BEGIN Text section

Fans rattle over Johnson’s cows even in cool air. In hot weather they provide a cooling draft over the cows, but in cooler weather they assist in surface drying.
“Electric costs are $1,000 to $3,000 for the fans,” Johnson said. “We run them at night to keep condensation off and to keep steam off the pack.” Good production outweighs the costs, he added.
In Alamance County, the cows need cooling from April through October, Johnson said. “We only have about a month of bad weather taken all together,” he said of winters on the Piedmont.
Cows are less stressed in a pack barn. “They are not confined, they are not walking on concrete. We still have to trim their hooves, but it’s better on their feet,” Johnson said. “They just hang out here,” he said as he indicated the cows relaxing on the pack, including a couple who climbed to the highest point of the pack.
Recommendations are to clean the pack every fall, applying it to cropland. Johnson cleans out his pack every fall and spring. “It takes a week at a time,” he said. Cleaning the pack must be done cautiously to avoid disturbing the clay base.
Adjacent to the pack is the milking parlor, which Johnson built himself.
He and his helpers can milk 24 cows at a time, speeding up the process. Before the new parlor, he could milk 120 cows in five hours. Now he can milk 200 in three hours.
The cows back into the stanchions.
“The cows wouldn’t come in at first,” Johnson’s mother, Fay Fogelman Johnson, said. “But it’s easier to milk between their legs rather than on the side. And they can’t kick you.”
Fay and her twin sister, Kay, are Johnson’s weekend evening milking help. He also has several farm hands. “I don’t know who’s working in a given week until I write the checks,” he said with a laugh.
Due to the high estimated cost to build the parlor, Johnson built it himself, with sections of old guard rail he purchased from the state. The floor is concrete and there is padding in the recessed area where the milking team stands. “There are no bells and whistles, but we saved about half the cost,” Johnson said.

END Text section

_Problem statement_
According to the dairy barn article above, how many cows can Johnson milk in three hours with the new parlor? The listing that follows has nothing to do with what's asked here.

BEGIN Data shown

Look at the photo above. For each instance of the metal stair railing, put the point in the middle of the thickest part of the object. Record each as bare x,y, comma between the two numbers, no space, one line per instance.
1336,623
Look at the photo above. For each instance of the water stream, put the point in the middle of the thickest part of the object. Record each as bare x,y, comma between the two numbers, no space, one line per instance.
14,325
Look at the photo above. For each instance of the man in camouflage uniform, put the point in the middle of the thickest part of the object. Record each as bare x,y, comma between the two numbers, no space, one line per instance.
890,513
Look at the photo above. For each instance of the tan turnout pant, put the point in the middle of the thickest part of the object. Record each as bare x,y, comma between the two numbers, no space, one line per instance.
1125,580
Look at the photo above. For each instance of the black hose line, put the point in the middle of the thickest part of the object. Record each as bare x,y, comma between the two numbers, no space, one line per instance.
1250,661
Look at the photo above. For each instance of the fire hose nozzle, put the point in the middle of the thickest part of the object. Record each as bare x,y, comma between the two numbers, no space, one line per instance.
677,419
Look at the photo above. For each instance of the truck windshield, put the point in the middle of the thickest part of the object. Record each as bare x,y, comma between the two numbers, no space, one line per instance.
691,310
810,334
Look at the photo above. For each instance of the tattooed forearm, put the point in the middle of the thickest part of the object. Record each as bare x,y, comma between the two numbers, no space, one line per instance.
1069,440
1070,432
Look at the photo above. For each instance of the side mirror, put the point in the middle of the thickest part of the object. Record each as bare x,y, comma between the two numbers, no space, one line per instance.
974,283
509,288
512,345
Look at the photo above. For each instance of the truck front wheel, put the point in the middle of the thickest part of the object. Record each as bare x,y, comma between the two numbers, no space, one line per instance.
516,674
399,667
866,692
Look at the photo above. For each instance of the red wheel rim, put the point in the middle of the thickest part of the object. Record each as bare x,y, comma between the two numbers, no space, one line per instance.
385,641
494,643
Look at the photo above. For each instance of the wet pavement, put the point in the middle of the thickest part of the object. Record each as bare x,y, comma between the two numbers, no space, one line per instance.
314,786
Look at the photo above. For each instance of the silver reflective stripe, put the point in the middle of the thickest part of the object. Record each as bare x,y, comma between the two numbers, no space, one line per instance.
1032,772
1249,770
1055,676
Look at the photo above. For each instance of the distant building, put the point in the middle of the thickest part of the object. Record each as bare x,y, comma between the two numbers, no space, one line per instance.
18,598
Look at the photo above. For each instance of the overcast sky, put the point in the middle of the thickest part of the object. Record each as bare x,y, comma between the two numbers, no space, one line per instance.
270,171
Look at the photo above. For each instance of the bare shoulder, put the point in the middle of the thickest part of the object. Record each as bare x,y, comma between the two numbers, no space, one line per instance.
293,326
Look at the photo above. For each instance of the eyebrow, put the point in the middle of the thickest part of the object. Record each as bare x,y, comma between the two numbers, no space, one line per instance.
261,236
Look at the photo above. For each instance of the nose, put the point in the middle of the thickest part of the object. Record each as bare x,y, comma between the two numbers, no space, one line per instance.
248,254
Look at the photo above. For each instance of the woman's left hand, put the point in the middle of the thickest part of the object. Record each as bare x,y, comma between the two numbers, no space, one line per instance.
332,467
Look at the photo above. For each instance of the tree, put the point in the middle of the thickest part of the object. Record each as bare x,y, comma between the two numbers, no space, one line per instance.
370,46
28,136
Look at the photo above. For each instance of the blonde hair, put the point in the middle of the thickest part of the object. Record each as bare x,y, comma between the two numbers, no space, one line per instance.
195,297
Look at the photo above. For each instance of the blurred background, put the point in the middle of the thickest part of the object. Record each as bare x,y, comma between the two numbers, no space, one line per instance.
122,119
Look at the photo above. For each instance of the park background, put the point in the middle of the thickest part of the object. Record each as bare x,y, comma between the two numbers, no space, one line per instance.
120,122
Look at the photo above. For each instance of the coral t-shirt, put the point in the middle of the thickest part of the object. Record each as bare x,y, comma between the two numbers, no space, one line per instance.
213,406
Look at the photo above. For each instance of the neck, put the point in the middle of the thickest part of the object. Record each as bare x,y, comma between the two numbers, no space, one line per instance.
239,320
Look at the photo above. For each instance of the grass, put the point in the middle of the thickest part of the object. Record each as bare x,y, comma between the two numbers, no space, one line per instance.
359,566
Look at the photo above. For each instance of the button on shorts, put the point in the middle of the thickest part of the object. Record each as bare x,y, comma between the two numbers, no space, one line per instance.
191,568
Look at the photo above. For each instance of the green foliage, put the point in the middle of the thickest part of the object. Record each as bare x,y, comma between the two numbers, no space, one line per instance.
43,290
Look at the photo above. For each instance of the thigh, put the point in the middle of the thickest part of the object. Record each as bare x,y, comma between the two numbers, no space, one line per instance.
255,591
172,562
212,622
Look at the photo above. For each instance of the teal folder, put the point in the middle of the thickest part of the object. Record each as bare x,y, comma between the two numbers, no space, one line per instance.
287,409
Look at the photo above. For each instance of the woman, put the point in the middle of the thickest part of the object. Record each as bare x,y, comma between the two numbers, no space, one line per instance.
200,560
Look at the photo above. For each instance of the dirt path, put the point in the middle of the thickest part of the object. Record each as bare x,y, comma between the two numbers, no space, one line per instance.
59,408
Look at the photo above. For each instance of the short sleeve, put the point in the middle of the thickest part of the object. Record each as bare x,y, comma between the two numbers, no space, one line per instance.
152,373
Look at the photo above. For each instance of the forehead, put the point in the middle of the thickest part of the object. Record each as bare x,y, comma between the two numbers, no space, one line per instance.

END Data shown

_Solved problem_
200 cows.